Stored data entries:
---+---

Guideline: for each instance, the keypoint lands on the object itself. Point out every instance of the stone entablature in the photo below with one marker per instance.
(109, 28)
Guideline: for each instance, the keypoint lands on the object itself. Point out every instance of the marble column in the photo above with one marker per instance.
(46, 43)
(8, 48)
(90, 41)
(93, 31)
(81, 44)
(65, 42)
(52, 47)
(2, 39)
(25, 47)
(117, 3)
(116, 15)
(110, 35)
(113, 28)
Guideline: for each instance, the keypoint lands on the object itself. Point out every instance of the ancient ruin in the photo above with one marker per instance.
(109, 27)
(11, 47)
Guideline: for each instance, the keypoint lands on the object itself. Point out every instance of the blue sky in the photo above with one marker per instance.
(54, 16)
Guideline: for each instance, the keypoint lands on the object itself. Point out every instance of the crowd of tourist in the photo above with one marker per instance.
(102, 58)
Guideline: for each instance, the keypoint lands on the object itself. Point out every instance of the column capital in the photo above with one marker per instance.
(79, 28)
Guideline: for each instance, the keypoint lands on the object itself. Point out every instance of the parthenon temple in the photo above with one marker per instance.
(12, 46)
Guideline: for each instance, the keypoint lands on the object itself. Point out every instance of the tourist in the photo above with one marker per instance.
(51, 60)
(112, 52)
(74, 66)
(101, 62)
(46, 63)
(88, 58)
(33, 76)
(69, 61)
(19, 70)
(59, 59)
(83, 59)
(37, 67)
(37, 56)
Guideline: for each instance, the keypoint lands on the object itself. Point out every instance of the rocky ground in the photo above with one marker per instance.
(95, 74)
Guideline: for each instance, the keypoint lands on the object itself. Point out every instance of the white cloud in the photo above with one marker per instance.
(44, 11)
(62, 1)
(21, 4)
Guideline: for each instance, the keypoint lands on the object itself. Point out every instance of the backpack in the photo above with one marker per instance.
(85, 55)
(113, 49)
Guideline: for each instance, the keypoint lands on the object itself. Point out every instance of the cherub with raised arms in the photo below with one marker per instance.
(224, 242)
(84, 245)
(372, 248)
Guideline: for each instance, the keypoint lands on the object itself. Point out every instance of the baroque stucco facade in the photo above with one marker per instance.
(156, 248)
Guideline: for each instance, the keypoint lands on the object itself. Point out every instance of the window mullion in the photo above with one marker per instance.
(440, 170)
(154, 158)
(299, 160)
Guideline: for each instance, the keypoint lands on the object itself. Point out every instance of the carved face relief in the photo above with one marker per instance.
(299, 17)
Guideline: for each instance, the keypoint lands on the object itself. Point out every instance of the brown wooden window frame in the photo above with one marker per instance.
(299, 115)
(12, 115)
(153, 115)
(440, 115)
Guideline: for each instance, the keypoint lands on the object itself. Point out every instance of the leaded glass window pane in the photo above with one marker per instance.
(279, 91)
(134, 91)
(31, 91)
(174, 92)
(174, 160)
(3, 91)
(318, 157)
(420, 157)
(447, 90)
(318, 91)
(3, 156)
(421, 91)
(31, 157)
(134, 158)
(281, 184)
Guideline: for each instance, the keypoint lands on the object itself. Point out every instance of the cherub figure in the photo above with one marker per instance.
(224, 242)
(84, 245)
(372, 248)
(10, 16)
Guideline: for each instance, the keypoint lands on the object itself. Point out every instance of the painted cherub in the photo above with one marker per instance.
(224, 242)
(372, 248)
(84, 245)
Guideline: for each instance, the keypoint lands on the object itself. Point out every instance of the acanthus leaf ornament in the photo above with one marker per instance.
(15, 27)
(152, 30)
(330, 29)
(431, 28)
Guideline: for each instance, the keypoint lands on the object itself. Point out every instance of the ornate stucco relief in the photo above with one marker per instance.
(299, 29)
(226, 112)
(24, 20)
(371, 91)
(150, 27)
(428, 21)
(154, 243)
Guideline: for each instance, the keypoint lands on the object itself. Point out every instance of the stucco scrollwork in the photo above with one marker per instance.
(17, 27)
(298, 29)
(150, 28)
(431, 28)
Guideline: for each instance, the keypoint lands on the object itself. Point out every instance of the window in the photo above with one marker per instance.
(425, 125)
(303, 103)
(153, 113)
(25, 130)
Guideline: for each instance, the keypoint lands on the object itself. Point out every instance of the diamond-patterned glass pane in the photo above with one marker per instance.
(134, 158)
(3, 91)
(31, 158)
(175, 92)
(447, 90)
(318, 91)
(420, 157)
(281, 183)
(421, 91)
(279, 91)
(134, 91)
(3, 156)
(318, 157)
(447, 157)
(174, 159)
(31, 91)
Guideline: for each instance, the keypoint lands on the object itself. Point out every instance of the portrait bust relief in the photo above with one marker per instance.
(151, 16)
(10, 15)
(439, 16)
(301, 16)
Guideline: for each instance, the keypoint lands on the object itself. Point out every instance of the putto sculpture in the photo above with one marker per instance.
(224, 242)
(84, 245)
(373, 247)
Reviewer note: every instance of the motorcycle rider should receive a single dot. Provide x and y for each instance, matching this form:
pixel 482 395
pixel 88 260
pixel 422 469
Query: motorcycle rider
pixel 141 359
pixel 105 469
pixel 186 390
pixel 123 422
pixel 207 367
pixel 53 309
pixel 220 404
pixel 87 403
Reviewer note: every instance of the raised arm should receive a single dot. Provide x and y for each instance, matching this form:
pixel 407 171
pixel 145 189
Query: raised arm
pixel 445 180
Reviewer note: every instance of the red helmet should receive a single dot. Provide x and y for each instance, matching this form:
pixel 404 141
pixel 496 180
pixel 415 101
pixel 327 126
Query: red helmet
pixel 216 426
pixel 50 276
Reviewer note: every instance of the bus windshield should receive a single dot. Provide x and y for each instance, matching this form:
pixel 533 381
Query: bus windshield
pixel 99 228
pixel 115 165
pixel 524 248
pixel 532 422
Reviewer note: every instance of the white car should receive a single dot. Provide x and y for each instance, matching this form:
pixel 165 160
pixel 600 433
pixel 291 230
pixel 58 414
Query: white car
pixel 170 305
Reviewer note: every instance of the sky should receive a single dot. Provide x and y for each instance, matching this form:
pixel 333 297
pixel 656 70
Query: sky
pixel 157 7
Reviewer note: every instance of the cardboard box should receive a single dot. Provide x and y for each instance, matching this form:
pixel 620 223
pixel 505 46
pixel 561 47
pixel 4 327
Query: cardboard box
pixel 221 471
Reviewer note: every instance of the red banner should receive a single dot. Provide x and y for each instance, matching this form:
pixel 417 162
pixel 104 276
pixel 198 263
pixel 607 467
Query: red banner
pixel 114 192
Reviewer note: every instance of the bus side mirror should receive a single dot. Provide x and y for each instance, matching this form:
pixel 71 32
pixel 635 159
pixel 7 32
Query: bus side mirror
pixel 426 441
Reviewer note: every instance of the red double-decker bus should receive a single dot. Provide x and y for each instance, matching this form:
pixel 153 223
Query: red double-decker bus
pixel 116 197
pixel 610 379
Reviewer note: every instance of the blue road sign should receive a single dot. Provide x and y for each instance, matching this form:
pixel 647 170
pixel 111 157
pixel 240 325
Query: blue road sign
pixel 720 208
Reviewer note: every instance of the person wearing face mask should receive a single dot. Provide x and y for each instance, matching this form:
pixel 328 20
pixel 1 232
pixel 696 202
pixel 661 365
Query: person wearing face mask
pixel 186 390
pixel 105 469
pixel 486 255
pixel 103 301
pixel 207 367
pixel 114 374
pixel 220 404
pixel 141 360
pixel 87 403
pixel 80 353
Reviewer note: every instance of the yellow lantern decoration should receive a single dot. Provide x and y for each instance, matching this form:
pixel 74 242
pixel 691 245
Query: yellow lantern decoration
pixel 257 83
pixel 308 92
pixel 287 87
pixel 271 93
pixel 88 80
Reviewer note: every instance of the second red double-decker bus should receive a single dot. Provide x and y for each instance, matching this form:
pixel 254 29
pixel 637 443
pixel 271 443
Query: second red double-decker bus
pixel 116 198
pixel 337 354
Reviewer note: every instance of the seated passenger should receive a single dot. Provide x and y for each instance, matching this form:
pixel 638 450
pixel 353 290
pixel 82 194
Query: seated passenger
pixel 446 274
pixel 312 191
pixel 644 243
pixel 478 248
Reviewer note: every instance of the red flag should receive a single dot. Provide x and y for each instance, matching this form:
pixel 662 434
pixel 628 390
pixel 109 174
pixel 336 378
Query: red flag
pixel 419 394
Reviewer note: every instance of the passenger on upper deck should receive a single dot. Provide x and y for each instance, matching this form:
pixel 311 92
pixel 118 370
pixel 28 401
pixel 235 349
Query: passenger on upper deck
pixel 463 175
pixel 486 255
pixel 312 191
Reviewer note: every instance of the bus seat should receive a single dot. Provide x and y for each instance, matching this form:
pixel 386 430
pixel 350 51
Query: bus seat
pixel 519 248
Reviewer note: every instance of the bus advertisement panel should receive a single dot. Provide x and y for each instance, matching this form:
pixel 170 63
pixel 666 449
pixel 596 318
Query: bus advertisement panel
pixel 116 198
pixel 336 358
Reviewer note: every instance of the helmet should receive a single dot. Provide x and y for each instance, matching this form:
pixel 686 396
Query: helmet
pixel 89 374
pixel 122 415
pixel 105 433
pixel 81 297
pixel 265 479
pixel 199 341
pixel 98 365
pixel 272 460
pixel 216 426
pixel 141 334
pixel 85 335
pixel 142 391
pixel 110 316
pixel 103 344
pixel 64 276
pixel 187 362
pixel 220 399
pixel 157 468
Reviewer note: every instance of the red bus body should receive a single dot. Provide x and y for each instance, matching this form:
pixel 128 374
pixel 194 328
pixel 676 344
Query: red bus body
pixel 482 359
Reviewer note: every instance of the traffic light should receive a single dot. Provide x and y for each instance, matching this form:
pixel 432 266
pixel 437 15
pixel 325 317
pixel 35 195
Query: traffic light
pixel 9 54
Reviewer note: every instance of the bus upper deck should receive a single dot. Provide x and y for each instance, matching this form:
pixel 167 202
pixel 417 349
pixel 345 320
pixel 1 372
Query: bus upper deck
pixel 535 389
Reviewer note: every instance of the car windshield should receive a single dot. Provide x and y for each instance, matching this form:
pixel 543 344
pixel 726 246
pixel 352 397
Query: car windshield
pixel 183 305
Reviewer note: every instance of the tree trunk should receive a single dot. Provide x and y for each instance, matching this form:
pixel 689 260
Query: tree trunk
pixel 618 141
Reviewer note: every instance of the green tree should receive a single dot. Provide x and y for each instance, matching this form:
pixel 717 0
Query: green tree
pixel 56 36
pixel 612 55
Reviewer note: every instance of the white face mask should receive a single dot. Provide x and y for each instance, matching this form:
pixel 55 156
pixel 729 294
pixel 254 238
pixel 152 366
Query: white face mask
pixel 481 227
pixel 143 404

---+---

WHAT IS REQUIRED =>
From the entries above, extract only the lines running from the one containing "Query: yellow lantern decoration" through the one containing "Reviewer note: every instance of the helmet", inclusive.

WRITTEN RESPONSE =>
Query: yellow lantern decoration
pixel 257 83
pixel 308 92
pixel 287 87
pixel 271 93
pixel 88 80
Reviewer note: every instance of the second red double-decker bus should receive a single dot. Provide x and y for each instance, matching this form:
pixel 254 29
pixel 637 443
pixel 271 443
Query: second red double-decker bus
pixel 116 198
pixel 337 354
Reviewer note: every instance of the seated passenger should receive a single dot. Provide x and y for each instance, matching this form:
pixel 638 450
pixel 353 290
pixel 82 194
Query: seated passenger
pixel 446 274
pixel 312 191
pixel 644 243
pixel 478 248
Reviewer note: every instance of the red flag should receive a single dot. Provide x and y for each instance, matching this form:
pixel 662 434
pixel 628 390
pixel 109 174
pixel 336 378
Query: red flag
pixel 419 394
Reviewer note: every instance of the passenger on upper deck should receive a single dot. Provide x and y for each instance, matching this form:
pixel 311 92
pixel 118 370
pixel 28 401
pixel 235 349
Query: passenger on upper deck
pixel 463 175
pixel 486 255
pixel 312 191
Reviewer note: every instance of the bus seat should receive a single dot. Provide x and y for each instance, matching this form:
pixel 386 430
pixel 350 51
Query: bus seat
pixel 519 248
Reviewer note: every instance of the bus advertisement panel should receive a single dot. Provide x and y for each instance, matching this form:
pixel 170 63
pixel 666 449
pixel 596 318
Query: bus advertisement panel
pixel 116 198
pixel 336 358
Reviewer note: every instance of the helmet should receive a single dot. Provide x and y for each instance, matching this form:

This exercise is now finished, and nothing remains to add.